### Data provided
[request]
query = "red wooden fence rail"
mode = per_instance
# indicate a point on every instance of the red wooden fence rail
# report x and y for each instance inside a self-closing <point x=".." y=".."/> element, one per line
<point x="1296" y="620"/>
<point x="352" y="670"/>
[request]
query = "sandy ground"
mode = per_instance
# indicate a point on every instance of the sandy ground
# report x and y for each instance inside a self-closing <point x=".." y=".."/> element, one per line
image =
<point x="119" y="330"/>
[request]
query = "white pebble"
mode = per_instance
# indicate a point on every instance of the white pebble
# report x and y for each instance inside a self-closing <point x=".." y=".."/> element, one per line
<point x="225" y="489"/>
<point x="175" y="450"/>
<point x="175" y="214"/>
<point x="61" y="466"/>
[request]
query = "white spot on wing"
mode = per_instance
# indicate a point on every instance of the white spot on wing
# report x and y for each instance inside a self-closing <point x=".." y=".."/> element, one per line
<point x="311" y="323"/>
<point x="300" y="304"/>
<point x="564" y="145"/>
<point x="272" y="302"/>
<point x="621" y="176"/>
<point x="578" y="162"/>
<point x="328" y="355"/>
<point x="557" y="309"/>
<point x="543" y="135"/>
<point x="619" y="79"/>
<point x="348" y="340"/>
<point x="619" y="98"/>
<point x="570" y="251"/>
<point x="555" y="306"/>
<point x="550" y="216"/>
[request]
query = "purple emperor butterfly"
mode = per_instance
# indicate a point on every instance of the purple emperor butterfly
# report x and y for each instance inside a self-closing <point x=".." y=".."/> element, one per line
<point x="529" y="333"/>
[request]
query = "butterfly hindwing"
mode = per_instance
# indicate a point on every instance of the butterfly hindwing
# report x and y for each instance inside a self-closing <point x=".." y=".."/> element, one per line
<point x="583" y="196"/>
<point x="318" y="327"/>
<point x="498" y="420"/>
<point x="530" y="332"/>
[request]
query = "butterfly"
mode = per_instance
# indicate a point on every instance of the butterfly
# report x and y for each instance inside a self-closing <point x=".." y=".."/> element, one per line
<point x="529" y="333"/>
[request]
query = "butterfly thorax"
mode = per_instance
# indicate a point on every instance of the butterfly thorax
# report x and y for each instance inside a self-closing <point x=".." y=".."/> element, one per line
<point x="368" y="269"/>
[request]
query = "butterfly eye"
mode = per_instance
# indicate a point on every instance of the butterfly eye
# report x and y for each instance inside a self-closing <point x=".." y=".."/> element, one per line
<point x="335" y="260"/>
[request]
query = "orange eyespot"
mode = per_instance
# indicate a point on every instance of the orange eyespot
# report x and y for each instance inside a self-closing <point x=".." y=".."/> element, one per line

### What is being asked
Quote every entry exactly.

### Worked answer
[request]
query = "red wooden fence rail"
mode = per_instance
# indicate a point on every instance of the red wooden fence rail
# report x and y for each instance inside a self-closing <point x=".." y=".."/> element, one per line
<point x="1296" y="620"/>
<point x="352" y="670"/>
[request]
query = "sandy ground"
mode = per_instance
# indicate a point on every instance of the sandy ground
# report x and y for each instance inside a self-closing <point x=".." y=".."/> element, one per line
image =
<point x="119" y="330"/>
[request]
query = "white pebble"
mode = per_instance
# indicate a point on every instance of the white pebble
# report x and y for each instance inside a self-closing <point x=".." y=".."/> element, one per line
<point x="225" y="489"/>
<point x="175" y="450"/>
<point x="175" y="214"/>
<point x="61" y="466"/>
[request]
query = "white spot on wing"
mode = per_instance
# indicate a point on every instance of the white spot on wing
# report x and y for each instance inside a self-closing <point x=".." y=".."/> element, one per line
<point x="311" y="323"/>
<point x="300" y="304"/>
<point x="564" y="145"/>
<point x="272" y="302"/>
<point x="621" y="176"/>
<point x="578" y="162"/>
<point x="328" y="355"/>
<point x="557" y="309"/>
<point x="543" y="135"/>
<point x="619" y="79"/>
<point x="348" y="340"/>
<point x="619" y="98"/>
<point x="570" y="251"/>
<point x="555" y="306"/>
<point x="550" y="216"/>
[request]
query = "purple emperor butterfly"
mode = per_instance
# indicate a point on every instance of the purple emperor butterfly
# report x and y for each instance inside a self-closing <point x=".." y=".."/> element, one per line
<point x="529" y="333"/>
[request]
query = "butterfly hindwing"
mode = per_instance
# indicate a point on every instance of the butterfly hindwing
# report x and y for each instance inside a self-closing <point x=".." y=".."/> element, one per line
<point x="583" y="196"/>
<point x="318" y="327"/>
<point x="498" y="420"/>
<point x="530" y="332"/>
[request]
query = "butterfly"
mode = per_instance
# indicate a point on every instance of the butterfly
# report x and y for each instance inside a self-closing <point x=".." y=".."/> element, one per line
<point x="529" y="333"/>
[request]
query = "butterfly thorax"
mode = per_instance
# indicate a point on every instance of the butterfly thorax
# report x and y for each instance inside a self-closing <point x=".." y=".."/> element, one per line
<point x="368" y="269"/>
[request]
query = "butterfly eye"
mode = per_instance
# indicate a point on every instance of the butterfly eye
# report x and y for each instance inside a self-closing <point x=".." y=".."/> element, one per line
<point x="335" y="260"/>
[request]
query = "orange eyespot"
mode = per_instance
# indicate a point on every instance of the orange eyespot
# report x and y for each instance inside a self-closing <point x=".." y=".."/> element, one per line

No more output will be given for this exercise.